- [What the exercise asks]:
Write out the listing below as a numbered list, one line per item, skipping blank lines. Leave the picture out.

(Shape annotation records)

──────────

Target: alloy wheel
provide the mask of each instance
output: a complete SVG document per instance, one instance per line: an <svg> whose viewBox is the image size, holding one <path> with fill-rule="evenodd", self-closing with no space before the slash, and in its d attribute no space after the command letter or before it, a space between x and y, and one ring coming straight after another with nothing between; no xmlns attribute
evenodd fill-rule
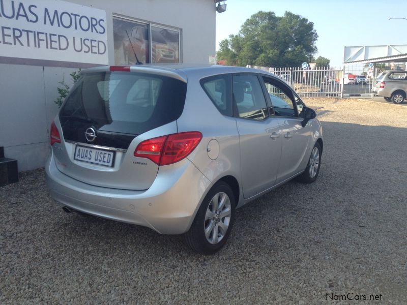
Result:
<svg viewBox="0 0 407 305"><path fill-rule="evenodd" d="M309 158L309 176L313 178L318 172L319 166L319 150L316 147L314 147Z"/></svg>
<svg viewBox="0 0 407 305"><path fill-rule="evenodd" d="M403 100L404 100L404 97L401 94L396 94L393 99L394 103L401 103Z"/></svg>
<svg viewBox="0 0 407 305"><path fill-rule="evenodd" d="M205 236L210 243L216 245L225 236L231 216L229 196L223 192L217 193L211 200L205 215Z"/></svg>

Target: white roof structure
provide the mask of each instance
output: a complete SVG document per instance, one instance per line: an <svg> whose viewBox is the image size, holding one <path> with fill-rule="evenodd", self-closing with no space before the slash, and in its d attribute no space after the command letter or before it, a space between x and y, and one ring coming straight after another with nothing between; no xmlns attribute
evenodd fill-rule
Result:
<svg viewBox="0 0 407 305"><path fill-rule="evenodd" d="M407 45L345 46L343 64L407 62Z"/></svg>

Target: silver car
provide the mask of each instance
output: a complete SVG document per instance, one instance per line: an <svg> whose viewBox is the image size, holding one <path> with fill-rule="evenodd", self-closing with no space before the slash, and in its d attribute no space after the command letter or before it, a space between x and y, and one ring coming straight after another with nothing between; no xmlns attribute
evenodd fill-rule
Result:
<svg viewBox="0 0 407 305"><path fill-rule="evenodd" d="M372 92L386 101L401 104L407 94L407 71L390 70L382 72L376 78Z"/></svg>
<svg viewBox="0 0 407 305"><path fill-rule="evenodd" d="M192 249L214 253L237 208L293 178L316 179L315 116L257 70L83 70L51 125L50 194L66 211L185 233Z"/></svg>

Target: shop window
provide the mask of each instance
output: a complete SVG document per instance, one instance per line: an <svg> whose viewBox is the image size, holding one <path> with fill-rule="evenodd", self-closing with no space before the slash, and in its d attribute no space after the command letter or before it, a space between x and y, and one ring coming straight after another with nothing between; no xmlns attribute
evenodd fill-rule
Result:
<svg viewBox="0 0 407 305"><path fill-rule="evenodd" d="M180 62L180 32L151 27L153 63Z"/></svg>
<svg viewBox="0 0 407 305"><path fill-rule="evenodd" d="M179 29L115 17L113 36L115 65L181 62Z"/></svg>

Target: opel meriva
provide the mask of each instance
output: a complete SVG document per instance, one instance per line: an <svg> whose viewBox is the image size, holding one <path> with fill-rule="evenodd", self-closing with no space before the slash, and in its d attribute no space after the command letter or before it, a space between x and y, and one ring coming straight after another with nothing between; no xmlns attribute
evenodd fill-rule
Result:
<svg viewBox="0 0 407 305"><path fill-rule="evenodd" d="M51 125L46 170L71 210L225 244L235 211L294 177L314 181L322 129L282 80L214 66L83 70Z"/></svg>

──────────

- [Solution for this exercise]:
1. Target: alloy wheel
2. provide the mask of each instance
3. output: a complete SVG document per instance, one instance per line: an <svg> whose viewBox is the image size, holding one <path> with fill-rule="evenodd", self-closing with no space before the slash, and in its d attribute no space after the command letter or before it, a space between x and y, and one ring coming straight after another with nothing between; no xmlns attribute
4. evenodd fill-rule
5. Result:
6. <svg viewBox="0 0 407 305"><path fill-rule="evenodd" d="M309 158L309 176L313 178L318 172L319 166L319 150L316 147L314 147Z"/></svg>
7. <svg viewBox="0 0 407 305"><path fill-rule="evenodd" d="M403 100L404 100L404 97L401 94L396 94L393 99L394 103L401 103Z"/></svg>
8. <svg viewBox="0 0 407 305"><path fill-rule="evenodd" d="M205 236L210 243L216 245L225 236L231 216L229 196L223 192L217 193L211 200L205 215Z"/></svg>
9. Target: white roof structure
10. provide the mask of each instance
11. output: a complete SVG document per instance, one instance per line: an <svg> whose viewBox is the image size, holding one <path> with fill-rule="evenodd", self-closing with no space before the slash, and in its d attribute no space after the command letter or before it, a space between x and y, and one ring coming straight after another with nothing between; no xmlns attribute
12. evenodd fill-rule
13. Result:
14. <svg viewBox="0 0 407 305"><path fill-rule="evenodd" d="M407 45L345 46L343 64L407 62Z"/></svg>
15. Target: silver car
16. provide the mask of each instance
17. output: a complete SVG document per instance, one instance per line: an <svg> whose viewBox is the image size, holding one <path> with fill-rule="evenodd", self-closing with no space before the slash, and in its d attribute no space after the command letter or before it, a space between x and y, and one ring coming straight after another with nothing between; no xmlns attribute
18. evenodd fill-rule
19. Result:
20. <svg viewBox="0 0 407 305"><path fill-rule="evenodd" d="M372 92L386 101L401 104L407 94L407 71L390 70L382 72L376 78Z"/></svg>
21. <svg viewBox="0 0 407 305"><path fill-rule="evenodd" d="M192 249L214 253L237 208L293 178L316 179L315 116L257 70L83 70L51 125L50 194L66 211L185 233Z"/></svg>
22. Target: shop window
23. provide the mask of each instance
24. output: a complete SVG document per instance, one instance per line: an <svg> whose viewBox is the image size, holding one <path> with fill-rule="evenodd", self-closing with no space before the slash, and in its d attribute no space after the command letter or before it, a space between x and y, and one ring coming straight after another with nothing between; no xmlns attribute
25. evenodd fill-rule
26. Result:
27. <svg viewBox="0 0 407 305"><path fill-rule="evenodd" d="M180 62L180 32L151 27L153 63Z"/></svg>
28. <svg viewBox="0 0 407 305"><path fill-rule="evenodd" d="M179 29L115 17L113 36L115 65L181 62Z"/></svg>
29. Target: opel meriva
30. provide the mask of each instance
31. output: a complete SVG document per instance, one instance per line: an <svg> whose viewBox is the image size, holding one <path> with fill-rule="evenodd", self-closing with no space before the slash, and in its d attribute no space after the command letter or before it, a space between x and y, and one ring coming straight after another with nothing between; no xmlns attribute
32. evenodd fill-rule
33. Result:
34. <svg viewBox="0 0 407 305"><path fill-rule="evenodd" d="M51 125L46 170L71 210L225 244L235 211L294 177L314 181L322 129L282 80L214 66L83 70Z"/></svg>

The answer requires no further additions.